BEGIN Records shown
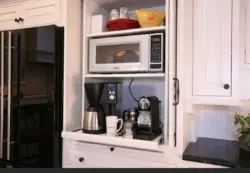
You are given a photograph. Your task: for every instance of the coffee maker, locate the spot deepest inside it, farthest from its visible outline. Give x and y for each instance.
(103, 100)
(149, 123)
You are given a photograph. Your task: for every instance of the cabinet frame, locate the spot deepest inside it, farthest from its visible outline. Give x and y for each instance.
(185, 53)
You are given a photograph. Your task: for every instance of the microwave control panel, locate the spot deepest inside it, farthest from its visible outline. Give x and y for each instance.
(156, 58)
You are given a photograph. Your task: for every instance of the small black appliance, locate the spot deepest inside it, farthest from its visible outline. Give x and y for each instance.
(149, 123)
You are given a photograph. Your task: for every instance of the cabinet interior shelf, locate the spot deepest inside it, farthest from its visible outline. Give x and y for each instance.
(132, 75)
(127, 32)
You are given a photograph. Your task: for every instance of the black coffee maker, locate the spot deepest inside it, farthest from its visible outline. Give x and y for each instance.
(102, 98)
(149, 123)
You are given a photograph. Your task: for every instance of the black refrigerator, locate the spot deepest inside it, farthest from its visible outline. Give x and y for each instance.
(31, 97)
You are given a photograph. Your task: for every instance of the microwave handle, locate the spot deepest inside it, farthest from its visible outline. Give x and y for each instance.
(9, 95)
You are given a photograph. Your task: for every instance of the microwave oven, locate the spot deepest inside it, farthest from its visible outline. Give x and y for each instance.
(127, 54)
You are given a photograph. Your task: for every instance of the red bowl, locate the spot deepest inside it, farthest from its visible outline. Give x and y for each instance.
(122, 24)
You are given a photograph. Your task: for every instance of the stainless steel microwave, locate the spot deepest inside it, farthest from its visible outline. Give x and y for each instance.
(137, 53)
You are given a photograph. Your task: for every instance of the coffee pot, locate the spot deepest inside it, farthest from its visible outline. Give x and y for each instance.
(130, 122)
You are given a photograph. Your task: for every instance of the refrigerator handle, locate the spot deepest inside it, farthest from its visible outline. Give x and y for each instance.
(2, 93)
(9, 95)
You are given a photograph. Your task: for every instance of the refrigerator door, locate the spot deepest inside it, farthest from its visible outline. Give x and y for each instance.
(31, 97)
(8, 99)
(58, 95)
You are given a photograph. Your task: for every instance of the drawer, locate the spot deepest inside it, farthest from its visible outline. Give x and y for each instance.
(118, 151)
(82, 158)
(42, 12)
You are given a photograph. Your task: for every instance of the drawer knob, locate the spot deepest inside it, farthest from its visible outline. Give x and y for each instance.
(21, 19)
(16, 20)
(81, 159)
(226, 86)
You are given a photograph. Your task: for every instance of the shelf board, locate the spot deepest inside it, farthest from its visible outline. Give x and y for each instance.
(127, 32)
(117, 141)
(132, 75)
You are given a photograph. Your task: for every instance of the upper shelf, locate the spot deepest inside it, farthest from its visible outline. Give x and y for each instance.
(127, 32)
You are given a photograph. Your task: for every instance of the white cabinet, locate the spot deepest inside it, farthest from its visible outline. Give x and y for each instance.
(245, 32)
(17, 14)
(82, 155)
(212, 48)
(42, 12)
(8, 13)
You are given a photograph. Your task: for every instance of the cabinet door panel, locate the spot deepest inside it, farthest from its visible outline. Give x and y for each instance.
(7, 17)
(42, 12)
(247, 6)
(212, 46)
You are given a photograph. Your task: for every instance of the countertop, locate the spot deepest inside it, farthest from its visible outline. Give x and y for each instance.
(217, 152)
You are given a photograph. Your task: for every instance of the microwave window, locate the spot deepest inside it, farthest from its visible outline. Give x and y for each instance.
(122, 53)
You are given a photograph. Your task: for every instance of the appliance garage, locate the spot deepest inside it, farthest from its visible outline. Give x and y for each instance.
(125, 79)
(119, 104)
(117, 81)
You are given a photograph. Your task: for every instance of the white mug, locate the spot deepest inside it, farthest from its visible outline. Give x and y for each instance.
(111, 124)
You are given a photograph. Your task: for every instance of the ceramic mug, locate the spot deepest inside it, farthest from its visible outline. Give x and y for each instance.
(111, 124)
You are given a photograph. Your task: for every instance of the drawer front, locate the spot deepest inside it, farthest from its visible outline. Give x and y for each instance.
(42, 12)
(81, 158)
(118, 151)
END Records shown
Task requirements ▸
The entries must be written out again unchanged. Images are to be left out.

Your solution ▸
You are given a photograph. Your task: for every instance of the coffee maker, locate the spot deepest inside it, farthest from its visible outline. Give x and y for each instance.
(103, 100)
(149, 123)
You are given a photograph. Your task: for every instance of the cabinet frame, locate the spot deepest inside it, farthest from its visible outline. Give x and y for each instance.
(185, 53)
You are given a photograph. Your task: for every instance of the microwave control panel, locate the spot deepest inside it, farthest from its visible outline. Give x and y for each instance.
(156, 58)
You are given a photograph. Your task: for every instance of the small black appliance, locate the spot deepest inside it, farthest from its visible outline. Give x and y for each instance.
(149, 123)
You are given a photograph. Your task: for every instance of the cabinet interior shelf, locate the spot deepest inside it, farthest from its visible outline. Give x and y for each instance.
(132, 75)
(127, 32)
You are given a photograph. Your task: for every instance of the black coffee maker, locate the spot deepest inside it, farthest from its visible outline. Give x and y for each instance.
(102, 98)
(149, 123)
You are given a photograph. Your task: for every instance of the black refrigerator, locate the spot deepest inside it, farthest from its visible outline. Give x and y for each instance.
(31, 97)
You are given a photograph. Your task: for every instance of the microwave handle, locate the spot deepest inside it, farthest from its visible outline. Give x and y for each instance.
(9, 95)
You are given a photograph. Your task: for every instance of the microwave oven, locate the spot deepest inside it, farthest from its visible outline. Give x and y for each instance.
(127, 54)
You are given a photograph. Your task: for every instance of the red bowl, locate the spot deepest inside it, farthest from its visible outline. Give x and y for each instance.
(122, 24)
You are given a photograph. Your task: for every instance of the stainless steel microwave, locate the spot deepest inside it, farthest from its visible outline. Give x and y for each instance.
(137, 53)
You are given a photograph. Your task: for every instance of the coffee pot, locate the spot deepest inside it, farthest from its visible outline. Give x and y for each instance.
(130, 122)
You are given a photograph. Your task: for every instance of the refrigerator handle, locate the spot deepest inside it, farthest from its visible outline. Give x and y for each instance.
(2, 93)
(9, 95)
You are given a photograph. Your task: for every instance of the refrigerator door, locate the spot deepest inside it, farthest from its visible outline. Give x and y for each instance.
(31, 97)
(8, 99)
(58, 95)
You are given a photograph. Your task: for every instance of the drawer, locate the spot deepest inside it, farthest from its visible outline. Give x and y for each instance.
(118, 151)
(82, 158)
(42, 12)
You are given a photograph. Your task: for every instance of the drawer knob, locate the spot deepest inside it, farthest from its visible outline. Give x and y for each instance.
(21, 19)
(16, 20)
(81, 159)
(226, 86)
You are given a photograph. Your task: for every instance of the shelf board, locate the spot deepest inside it, farthest from its visible outline. Give x and y for each instance.
(127, 32)
(117, 141)
(132, 75)
You are given a photograph. Your task: for every instance of the upper shelf, locate the spot deepest inside it, farthest from its visible outline. Give x and y for each instance.
(127, 32)
You are given a photograph. Your task: for every instance of the white cabinet, locate the spot deepest inside it, farthest from its visible outline. Give x and y for each instance.
(245, 32)
(17, 14)
(82, 155)
(212, 48)
(42, 12)
(8, 13)
You are given a photograph. Your task: for every instance of the cabinet door panel, locate the spot deepest inside it, farthest from its visible outline. Give x and y for each instance.
(7, 17)
(42, 12)
(247, 6)
(212, 46)
You are given a photograph. Your task: for every instance of the countertop, locate the spot deepest inside it, farthest from its visible outline. Give x and y for each instance.
(217, 152)
You are given a photograph. Your task: for every instance of the microwave window, locate the spot deepest inside it, farthest from its visible outline. Give x and y for each instance.
(122, 53)
You are given a photograph. Your task: for every instance of the appliance garage, locate the spot deepest inside it, farthest from its visible outline. Give x and y for each instance.
(125, 79)
(119, 104)
(117, 81)
You are given a photograph. Your task: for every instance of the white mug, locate the spot deepest inside it, farthest from its visible outline. Give x and y for each instance.
(111, 124)
You are given a photograph. Your task: for every instance of the ceramic mug, locate the spot deepest inside it, farthest from its visible outline. Give x and y for each instance.
(111, 124)
You are given a photograph. Your task: for every instance of the drawer front, locate the spot deepest inside it, farthest from its visible outline. Give x and y for each instance.
(42, 12)
(81, 158)
(118, 151)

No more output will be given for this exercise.